- **Problem requirements**:
Each entry has to be copied exactly, with nothing missed.

[Records]
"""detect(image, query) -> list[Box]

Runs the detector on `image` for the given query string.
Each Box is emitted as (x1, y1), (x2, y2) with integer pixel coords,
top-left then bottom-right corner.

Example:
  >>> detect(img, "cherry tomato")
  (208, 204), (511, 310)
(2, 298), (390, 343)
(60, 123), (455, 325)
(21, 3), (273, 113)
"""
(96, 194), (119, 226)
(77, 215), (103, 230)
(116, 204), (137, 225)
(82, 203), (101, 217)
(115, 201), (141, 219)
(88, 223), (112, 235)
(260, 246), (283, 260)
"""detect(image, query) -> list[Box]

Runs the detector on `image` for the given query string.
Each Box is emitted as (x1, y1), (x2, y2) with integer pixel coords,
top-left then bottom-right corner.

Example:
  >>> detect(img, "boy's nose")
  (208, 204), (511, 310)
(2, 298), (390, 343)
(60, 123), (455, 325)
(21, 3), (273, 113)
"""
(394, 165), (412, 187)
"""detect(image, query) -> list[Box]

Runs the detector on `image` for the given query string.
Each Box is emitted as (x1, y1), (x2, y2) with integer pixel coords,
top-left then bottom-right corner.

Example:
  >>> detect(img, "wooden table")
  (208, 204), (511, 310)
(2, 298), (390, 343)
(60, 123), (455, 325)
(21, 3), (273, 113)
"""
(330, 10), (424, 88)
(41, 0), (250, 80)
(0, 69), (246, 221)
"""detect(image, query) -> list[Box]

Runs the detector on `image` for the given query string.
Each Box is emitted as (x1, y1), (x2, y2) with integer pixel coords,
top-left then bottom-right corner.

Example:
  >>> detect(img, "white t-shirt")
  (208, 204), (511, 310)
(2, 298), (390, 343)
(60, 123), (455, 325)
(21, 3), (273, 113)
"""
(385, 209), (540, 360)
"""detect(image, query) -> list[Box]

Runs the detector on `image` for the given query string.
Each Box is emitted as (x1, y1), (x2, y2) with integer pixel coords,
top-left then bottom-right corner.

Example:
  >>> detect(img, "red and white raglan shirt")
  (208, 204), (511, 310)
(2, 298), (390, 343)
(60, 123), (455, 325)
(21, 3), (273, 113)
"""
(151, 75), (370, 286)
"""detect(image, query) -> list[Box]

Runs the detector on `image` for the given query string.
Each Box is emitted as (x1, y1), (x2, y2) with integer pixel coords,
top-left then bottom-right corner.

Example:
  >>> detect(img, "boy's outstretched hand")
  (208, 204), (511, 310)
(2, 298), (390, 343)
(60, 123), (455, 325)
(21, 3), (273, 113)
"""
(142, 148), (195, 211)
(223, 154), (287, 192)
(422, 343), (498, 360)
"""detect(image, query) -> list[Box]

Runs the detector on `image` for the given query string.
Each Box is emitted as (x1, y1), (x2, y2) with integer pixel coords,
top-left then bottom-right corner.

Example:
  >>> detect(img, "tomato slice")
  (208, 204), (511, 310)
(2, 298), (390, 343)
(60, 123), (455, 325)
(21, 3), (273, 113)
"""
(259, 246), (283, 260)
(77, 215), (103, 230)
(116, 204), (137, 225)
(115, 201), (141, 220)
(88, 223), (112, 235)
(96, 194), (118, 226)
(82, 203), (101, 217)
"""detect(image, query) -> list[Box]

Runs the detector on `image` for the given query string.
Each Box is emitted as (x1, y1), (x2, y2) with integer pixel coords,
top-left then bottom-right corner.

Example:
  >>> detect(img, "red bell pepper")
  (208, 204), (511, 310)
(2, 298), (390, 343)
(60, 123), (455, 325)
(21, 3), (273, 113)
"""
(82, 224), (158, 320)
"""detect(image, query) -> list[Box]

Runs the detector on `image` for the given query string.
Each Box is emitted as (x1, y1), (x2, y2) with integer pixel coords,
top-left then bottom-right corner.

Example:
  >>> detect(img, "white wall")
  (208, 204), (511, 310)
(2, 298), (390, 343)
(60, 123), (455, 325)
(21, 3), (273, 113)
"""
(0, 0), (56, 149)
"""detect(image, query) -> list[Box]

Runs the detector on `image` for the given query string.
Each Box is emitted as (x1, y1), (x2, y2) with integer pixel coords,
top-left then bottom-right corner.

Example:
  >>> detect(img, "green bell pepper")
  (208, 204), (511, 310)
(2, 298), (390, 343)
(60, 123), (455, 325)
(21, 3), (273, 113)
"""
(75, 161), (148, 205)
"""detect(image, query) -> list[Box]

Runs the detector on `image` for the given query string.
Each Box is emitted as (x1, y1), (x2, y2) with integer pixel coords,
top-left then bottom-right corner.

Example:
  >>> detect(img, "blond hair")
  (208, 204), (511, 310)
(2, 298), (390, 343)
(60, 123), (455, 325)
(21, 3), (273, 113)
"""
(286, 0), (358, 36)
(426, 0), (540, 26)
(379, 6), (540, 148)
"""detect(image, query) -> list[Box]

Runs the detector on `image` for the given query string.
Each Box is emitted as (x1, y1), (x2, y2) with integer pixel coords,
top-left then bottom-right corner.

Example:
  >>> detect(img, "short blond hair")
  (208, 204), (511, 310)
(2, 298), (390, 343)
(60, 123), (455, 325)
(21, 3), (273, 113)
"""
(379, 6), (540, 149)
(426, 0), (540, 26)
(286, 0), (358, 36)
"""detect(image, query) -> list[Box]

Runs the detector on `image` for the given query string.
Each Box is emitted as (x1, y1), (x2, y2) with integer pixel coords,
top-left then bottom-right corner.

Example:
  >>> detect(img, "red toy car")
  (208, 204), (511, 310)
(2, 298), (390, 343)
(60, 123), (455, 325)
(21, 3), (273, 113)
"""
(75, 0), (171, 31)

- **Exercise response**:
"""detect(image, query) -> list[Box]

Runs the detector on `image` for the given query string.
Each Box is emitted as (x1, y1), (x2, y2) with integer pixel coords,
top-left then bottom-right corner.

Example:
  >>> detect(img, "cherry tomato")
  (208, 204), (511, 310)
(2, 298), (390, 343)
(60, 123), (455, 325)
(21, 3), (273, 113)
"""
(96, 194), (119, 226)
(77, 215), (103, 230)
(116, 204), (137, 225)
(82, 203), (101, 217)
(115, 201), (141, 219)
(88, 223), (112, 235)
(260, 246), (283, 260)
"""detect(image, query) -> list[Box]

Runs the detector on `image` for the given query string.
Each Box is emitted as (x1, y1), (x2, y2) with integer pixel coords,
top-left then bottom-right corner.

Example:
  >>> detect(img, "boy's nose")
  (208, 204), (511, 310)
(2, 298), (390, 343)
(60, 123), (455, 325)
(21, 3), (273, 113)
"""
(394, 165), (412, 187)
"""detect(image, query) -> list[Box]

Runs the detector on `image` for the given query string.
Each Box is emitted as (x1, y1), (x2, y2) with integer pixel coords,
top-left then bottom-right corner.

Example:
  >>> detect(img, "wooden table")
  (208, 204), (511, 310)
(2, 298), (390, 343)
(60, 123), (455, 325)
(21, 3), (273, 113)
"""
(330, 10), (424, 88)
(41, 0), (250, 80)
(0, 69), (246, 221)
"""detect(image, query) -> list[Box]

Runs the detector on `image` for the given query string.
Each Box is emitted as (x1, y1), (x2, y2) with integer pixel coords,
top-left then bottom-right corner.

Example:
  >>> detect(img, "white t-shirt")
  (208, 204), (511, 310)
(2, 298), (390, 343)
(60, 123), (455, 325)
(21, 3), (273, 113)
"""
(385, 209), (540, 360)
"""detect(image, query) -> list[Box]

Runs the detector on `image` for the given query string.
Each Box is emitted as (x1, y1), (x2, y2) with integer pixel coords,
top-left then bottom-right corner.

Example:
  >>> detect(img, "red and white raglan shirt")
  (208, 204), (511, 310)
(2, 298), (390, 343)
(60, 123), (455, 325)
(21, 3), (273, 113)
"""
(151, 75), (370, 286)
"""detect(image, query) -> list[Box]

Runs the detector on `image` for the given query string.
Each Box is emitted as (x1, y1), (x2, y2) with integer pixel coords,
top-left then bottom-right corner.

Example:
  >>> detect(img, "boy's outstretched hand")
  (208, 204), (511, 310)
(2, 298), (390, 343)
(60, 123), (455, 325)
(21, 3), (273, 113)
"""
(142, 148), (195, 211)
(223, 154), (287, 192)
(422, 343), (498, 360)
"""detect(image, query) -> list[Box]

Runs the detector on `image` for the given query string.
Each Box is emitted as (x1, y1), (x2, y2) with integer pixel coords,
top-left then bottom-right corner.

Example:
  >>> detect(img, "tomato slice")
  (208, 204), (511, 310)
(2, 298), (390, 343)
(60, 123), (455, 325)
(21, 3), (273, 113)
"""
(259, 246), (283, 260)
(77, 215), (103, 230)
(116, 204), (137, 225)
(115, 201), (141, 220)
(88, 223), (112, 235)
(96, 194), (118, 226)
(82, 203), (101, 217)
"""detect(image, query) -> list[Box]

Runs the detector on `image` for the given query string.
Each Box is emitted as (x1, y1), (x2, y2) with integer pixel coords,
top-left then bottom-right corner.

Example:
  >>> detect(img, "red bell pepper")
  (208, 204), (511, 310)
(2, 298), (390, 343)
(60, 123), (455, 325)
(21, 3), (273, 113)
"""
(82, 224), (158, 320)
"""detect(image, query) -> list[Box]

Runs the detector on `image` for the given query string.
Each Box is emitted as (x1, y1), (x2, y2) with integer pixel coords,
top-left then bottom-right corner.

Example:
  >>> detect(img, "white wall")
  (208, 204), (511, 310)
(2, 298), (390, 343)
(60, 123), (455, 325)
(21, 3), (273, 113)
"""
(0, 0), (56, 149)
"""detect(image, query) -> list[Box]

Runs the detector on `image` for the given query string.
Each Box is emitted as (x1, y1), (x2, y2) with integer pixel coords,
top-left then bottom-right corner.

Example:
  >>> detect(img, "green bell pepper")
  (208, 204), (511, 310)
(2, 298), (390, 343)
(60, 123), (455, 325)
(21, 3), (273, 113)
"""
(75, 161), (148, 205)
"""detect(image, query) -> list[Box]

Runs the detector on `image` for the given query string.
Each Box is emitted as (x1, y1), (x2, y2) with integer pixel coords,
top-left then bottom-right corner.

Example:
  >>> detect(img, "blond hair")
  (208, 204), (511, 310)
(2, 298), (390, 343)
(60, 123), (455, 325)
(21, 3), (273, 113)
"""
(286, 0), (358, 36)
(426, 0), (540, 26)
(379, 6), (540, 148)
"""detect(image, query) -> list[Box]

Runs the detector on `image` for the given query string.
Each Box is emitted as (x1, y1), (x2, y2) with integer pixel coords,
top-left then bottom-right corner.

Example:
  >>> detect(img, "short blond hair")
  (208, 204), (511, 310)
(2, 298), (390, 343)
(60, 123), (455, 325)
(21, 3), (273, 113)
"""
(379, 6), (540, 149)
(426, 0), (540, 26)
(286, 0), (358, 36)
"""detect(image, query) -> list[Box]

Runs the detector on `image` for the given query string.
Each Box is emitted as (x1, y1), (x2, y2) with integer pixel coords,
top-left then bottom-right corner.

Example:
  >>> detect(img, "red toy car")
  (208, 204), (511, 310)
(2, 298), (390, 343)
(60, 123), (455, 325)
(21, 3), (273, 113)
"""
(75, 0), (171, 31)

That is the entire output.